- Work instruction: Those lines of the data that hold the word "below" are to be copied out.

- Data excerpts:
━━━━━━━━━━━━━━━━━━━━
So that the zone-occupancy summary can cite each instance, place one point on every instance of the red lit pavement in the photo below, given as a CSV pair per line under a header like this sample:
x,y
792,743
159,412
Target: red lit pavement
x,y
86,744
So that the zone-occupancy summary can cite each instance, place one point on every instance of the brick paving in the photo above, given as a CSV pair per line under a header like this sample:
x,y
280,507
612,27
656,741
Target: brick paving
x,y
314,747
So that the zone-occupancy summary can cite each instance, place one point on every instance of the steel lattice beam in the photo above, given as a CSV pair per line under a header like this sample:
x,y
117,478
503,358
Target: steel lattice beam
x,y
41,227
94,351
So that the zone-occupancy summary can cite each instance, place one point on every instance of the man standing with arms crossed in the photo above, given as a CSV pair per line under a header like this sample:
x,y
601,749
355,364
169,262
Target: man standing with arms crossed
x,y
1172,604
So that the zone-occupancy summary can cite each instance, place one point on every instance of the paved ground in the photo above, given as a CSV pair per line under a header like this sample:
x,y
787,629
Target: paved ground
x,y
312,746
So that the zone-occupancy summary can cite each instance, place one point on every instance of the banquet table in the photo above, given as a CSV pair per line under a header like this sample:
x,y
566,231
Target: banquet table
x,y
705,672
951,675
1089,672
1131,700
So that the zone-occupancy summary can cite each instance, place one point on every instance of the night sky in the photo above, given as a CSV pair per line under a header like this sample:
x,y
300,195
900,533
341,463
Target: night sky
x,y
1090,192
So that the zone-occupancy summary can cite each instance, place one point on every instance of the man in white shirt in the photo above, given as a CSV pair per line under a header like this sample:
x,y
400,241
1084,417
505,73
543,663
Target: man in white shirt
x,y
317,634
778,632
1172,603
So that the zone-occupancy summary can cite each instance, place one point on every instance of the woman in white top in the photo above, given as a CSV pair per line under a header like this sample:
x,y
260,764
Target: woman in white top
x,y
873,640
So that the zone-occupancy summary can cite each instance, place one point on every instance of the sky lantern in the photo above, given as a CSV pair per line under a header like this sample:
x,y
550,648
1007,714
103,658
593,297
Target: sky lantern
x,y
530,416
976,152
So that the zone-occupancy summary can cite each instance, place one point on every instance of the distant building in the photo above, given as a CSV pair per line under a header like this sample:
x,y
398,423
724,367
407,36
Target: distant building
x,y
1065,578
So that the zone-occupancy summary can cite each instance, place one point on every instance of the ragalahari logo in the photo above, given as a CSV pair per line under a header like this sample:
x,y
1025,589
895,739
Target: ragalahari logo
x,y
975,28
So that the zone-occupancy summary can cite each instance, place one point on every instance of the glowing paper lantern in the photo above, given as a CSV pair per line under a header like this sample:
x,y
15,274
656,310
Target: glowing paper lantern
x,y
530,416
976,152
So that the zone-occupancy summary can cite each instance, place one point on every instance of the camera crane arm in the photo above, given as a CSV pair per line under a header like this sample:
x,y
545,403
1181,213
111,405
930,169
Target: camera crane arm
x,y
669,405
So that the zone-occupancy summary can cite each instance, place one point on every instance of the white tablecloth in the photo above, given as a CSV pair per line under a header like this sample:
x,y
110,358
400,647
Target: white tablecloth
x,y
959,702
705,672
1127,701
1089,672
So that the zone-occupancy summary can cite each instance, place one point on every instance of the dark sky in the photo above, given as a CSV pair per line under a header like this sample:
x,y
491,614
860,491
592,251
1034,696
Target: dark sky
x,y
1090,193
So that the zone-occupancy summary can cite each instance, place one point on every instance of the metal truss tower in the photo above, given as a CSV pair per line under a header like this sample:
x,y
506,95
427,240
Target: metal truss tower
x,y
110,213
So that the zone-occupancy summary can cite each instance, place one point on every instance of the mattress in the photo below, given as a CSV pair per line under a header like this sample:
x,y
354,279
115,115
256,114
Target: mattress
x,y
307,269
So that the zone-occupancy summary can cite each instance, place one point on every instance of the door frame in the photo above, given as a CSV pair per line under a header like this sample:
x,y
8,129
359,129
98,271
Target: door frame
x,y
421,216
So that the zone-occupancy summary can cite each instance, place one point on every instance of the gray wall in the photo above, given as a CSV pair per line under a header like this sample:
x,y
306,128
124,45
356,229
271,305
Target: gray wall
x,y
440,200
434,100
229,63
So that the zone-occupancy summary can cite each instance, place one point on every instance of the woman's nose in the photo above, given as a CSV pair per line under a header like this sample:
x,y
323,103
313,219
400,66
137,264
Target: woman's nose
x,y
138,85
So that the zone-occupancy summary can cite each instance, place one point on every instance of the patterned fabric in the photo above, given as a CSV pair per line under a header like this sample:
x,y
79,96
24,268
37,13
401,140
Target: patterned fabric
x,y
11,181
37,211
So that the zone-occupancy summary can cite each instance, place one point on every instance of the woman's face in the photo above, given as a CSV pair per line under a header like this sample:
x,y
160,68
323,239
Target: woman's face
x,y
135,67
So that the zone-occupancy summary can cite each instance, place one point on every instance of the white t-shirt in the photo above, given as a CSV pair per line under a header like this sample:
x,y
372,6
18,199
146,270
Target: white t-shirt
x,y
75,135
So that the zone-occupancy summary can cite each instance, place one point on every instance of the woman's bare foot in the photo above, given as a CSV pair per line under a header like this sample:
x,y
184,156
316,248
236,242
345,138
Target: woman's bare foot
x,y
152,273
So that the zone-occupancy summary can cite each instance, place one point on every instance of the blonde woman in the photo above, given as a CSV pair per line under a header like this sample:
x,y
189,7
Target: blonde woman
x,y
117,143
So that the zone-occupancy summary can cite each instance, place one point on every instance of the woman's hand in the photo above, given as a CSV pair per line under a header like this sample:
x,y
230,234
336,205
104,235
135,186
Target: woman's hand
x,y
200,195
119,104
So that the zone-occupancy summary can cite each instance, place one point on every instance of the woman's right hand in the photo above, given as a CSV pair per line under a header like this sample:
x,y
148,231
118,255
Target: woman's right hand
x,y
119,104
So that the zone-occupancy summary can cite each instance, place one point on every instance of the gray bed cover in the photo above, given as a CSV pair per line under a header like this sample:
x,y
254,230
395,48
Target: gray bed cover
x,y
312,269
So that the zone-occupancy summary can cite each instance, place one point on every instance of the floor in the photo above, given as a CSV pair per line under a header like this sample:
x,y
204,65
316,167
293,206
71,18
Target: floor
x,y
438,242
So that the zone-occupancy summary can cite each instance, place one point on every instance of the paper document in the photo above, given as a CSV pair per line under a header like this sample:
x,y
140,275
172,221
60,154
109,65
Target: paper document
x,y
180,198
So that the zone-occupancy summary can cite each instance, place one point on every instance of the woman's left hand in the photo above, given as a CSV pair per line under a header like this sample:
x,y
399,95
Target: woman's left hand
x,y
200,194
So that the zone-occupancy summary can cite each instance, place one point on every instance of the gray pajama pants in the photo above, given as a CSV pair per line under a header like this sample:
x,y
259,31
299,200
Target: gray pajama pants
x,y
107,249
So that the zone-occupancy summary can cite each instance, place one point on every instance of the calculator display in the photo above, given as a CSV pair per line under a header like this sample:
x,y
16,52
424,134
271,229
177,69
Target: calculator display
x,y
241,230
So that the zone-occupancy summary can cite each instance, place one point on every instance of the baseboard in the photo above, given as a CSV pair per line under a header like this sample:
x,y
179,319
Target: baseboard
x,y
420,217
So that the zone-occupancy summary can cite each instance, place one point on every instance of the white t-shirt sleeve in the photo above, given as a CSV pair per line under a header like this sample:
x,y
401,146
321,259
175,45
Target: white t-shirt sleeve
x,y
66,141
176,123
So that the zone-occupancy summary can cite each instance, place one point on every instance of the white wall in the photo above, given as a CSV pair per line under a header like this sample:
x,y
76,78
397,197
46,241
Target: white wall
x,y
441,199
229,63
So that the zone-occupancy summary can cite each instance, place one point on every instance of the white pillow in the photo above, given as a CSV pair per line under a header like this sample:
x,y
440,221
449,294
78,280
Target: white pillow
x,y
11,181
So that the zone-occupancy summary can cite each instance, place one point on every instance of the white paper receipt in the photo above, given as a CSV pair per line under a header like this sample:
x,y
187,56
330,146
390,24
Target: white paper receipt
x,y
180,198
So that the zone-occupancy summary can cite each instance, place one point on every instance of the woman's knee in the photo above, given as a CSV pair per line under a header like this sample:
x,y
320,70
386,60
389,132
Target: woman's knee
━━━━━━━━━━━━━━━━━━━━
- Expected answer:
So that the zone-occupancy summary can cite each instance, place one point on every instance of the red lit pavement in the photo below, given as a CSV pair per line under a header like this sample:
So that the zone-occupancy summary can cite each instance, place one point on every instance of the mattress in the photo below, given as a CSV pair per line under a header like this sample:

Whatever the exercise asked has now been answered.